I have an x variable - for instance size that is meaningful so that something can be two times the size of something else. I want to relate x to y (some other variable). At the same time, due to sampling x does not vary continuously but is discrete because there are just a few different object types and all objects of the same type of the same size (e.g. size of 1, 3 or 10). I want to use geom's like geom_boxplot
or geom_violin
to dsiplay the relationship between x & y.
However, the problem is that: If I keep x numeric, then I am only getting one boxplot/violin. If I convert it to a factor (shown below), then the distance between the geom does not reflect the distance in x. For instance, the distance between 1 & 3 is the same as the distance between 3 & 10.
Is there a way to discretise the data but change the spacing so it reflects the actual difference on the x-axis and use those geoms?
# Seed for reproducibility
set.seed(20230518)
# Create random data
n <- 10
df <- data.frame(x = factor(rep(c(1, 3, 10), each = n)),
y = c(rnorm(n), rnorm(n), rnorm(n)))
# Box plot version
ggplot(df, aes(x = x, y = y)) + geom_boxplot() + geom_point()
# Violine plot verion
ggplot(df, aes(x = x, y = y)) + geom_violin() + geom_point()
The distance between the geoms reflects the difference in x. This be should similar to this just with geom_boxplot
& geom_violin
in addition to the points:
# Nnumeric
ggplot(df, aes(x = as.numeric(as.character(x)), y = y)) + geom_point()
Add missing factor levels, then set drop to FALSE, works for geom_violin
, too.
df$x <- factor(df$x, levels = 1:10)
ggplot(df, aes(x = x, y = y)) +
geom_boxplot() +
geom_point() +
scale_x_discrete(drop = FALSE)
Add breaks to hide other x values:
scale_x_discrete(drop = FALSE, breaks = unique(sort(df$x)))
+ + + + +
[Task list]:
**A.** Answer these from the forum thread:
(i) What value is passed to set.seed?
(ii) What example sizes does the asker give for the object types?
(iii) In the reply, which argument of scale_x_discrete is set to FALSE?
**B.** In the records, begin at the line that has "Consider the photo above. Spot each instance of the person" and continue through the end of the records, writing those lines out again with "orange jacket" replaced by "orange overall" and nothing else changed.
The records that come next have nothing to do with the forum thread above.

Source records
+ + + + +
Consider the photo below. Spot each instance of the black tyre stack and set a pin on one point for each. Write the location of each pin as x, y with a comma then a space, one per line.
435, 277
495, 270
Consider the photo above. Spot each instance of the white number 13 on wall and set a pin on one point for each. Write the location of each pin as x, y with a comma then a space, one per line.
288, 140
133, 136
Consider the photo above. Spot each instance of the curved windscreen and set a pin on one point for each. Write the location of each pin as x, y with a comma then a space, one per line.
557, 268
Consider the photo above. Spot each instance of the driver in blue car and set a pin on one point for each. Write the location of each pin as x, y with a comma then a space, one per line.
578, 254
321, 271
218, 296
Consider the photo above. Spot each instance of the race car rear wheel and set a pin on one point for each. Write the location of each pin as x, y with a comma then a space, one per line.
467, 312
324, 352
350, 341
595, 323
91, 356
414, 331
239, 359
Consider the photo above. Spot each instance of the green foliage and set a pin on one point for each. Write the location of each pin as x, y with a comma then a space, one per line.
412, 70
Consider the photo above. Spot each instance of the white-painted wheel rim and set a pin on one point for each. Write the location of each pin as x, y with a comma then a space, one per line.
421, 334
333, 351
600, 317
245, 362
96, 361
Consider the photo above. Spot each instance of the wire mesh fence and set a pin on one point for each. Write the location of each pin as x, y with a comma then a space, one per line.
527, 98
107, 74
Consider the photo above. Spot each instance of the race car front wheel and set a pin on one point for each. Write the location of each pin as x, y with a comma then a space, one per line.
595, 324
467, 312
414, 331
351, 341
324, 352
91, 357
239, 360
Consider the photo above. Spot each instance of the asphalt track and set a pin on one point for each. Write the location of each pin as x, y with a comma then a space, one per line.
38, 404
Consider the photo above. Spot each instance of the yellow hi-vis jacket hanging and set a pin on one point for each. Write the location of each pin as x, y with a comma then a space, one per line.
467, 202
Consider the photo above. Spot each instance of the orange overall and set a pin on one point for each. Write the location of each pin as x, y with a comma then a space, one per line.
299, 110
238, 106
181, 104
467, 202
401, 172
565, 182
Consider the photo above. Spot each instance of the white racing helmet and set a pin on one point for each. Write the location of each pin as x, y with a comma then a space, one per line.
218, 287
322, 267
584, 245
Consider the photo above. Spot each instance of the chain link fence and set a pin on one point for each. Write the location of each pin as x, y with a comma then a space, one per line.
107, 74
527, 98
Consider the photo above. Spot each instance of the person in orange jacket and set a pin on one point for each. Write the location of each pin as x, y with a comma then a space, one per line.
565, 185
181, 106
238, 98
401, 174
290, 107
+ + + + +
[Answers to the problems]:
**A.**
(i) 20230518
(ii) 1, 3 or 10
(iii) drop

**B.**
Consider the photo above. Spot each instance of the person in orange overall and set a pin on one point for each. Write the location of each pin as x, y with a comma then a space, one per line.
565, 185
181, 106
238, 98
401, 174
290, 107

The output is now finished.